-- Information given follows --
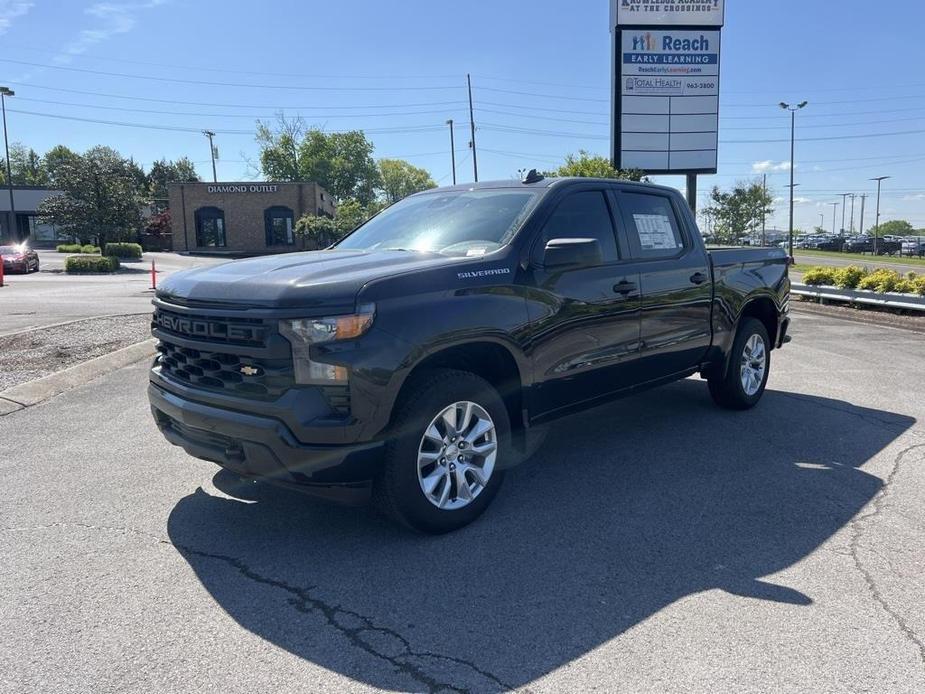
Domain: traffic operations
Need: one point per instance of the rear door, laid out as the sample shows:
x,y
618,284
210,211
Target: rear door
x,y
675,283
584,321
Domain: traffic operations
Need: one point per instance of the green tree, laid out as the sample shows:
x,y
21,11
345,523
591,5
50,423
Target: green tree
x,y
895,227
163,172
587,165
739,211
342,163
401,179
55,160
26,166
100,199
317,232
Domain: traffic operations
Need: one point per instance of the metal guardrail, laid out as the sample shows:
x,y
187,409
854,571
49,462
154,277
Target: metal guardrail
x,y
911,302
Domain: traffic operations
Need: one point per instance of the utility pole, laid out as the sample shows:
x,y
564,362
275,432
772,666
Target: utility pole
x,y
764,232
844,208
793,125
475,161
210,135
14,232
863,200
851,223
452,150
879,180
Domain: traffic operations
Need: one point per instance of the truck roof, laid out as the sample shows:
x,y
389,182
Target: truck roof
x,y
548,182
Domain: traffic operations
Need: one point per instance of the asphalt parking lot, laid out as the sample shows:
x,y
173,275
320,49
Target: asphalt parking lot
x,y
50,296
652,545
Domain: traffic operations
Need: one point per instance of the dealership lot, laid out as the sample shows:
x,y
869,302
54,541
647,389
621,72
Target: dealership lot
x,y
50,296
655,544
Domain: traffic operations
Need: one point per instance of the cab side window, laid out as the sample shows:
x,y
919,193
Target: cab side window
x,y
583,215
651,225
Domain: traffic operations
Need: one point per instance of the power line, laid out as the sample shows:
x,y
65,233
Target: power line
x,y
228,115
237,85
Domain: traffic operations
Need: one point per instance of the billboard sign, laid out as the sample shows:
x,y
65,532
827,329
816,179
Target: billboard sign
x,y
666,96
698,13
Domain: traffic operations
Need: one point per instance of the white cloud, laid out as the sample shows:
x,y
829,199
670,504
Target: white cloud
x,y
10,10
770,166
112,18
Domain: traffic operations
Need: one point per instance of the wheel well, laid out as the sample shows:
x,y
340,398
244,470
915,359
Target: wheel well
x,y
487,360
764,310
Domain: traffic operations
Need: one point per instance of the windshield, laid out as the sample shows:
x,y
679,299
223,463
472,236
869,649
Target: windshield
x,y
464,223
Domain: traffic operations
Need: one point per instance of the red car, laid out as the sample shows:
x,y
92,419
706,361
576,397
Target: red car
x,y
19,258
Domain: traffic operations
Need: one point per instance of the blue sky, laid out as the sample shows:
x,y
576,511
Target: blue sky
x,y
540,70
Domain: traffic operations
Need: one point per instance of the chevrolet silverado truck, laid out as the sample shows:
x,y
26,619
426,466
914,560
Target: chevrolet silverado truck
-- Information given concluded --
What to work on:
Establish how many lines of the material above hold the word "silverado". Nothing but the count should be returned.

Response area:
2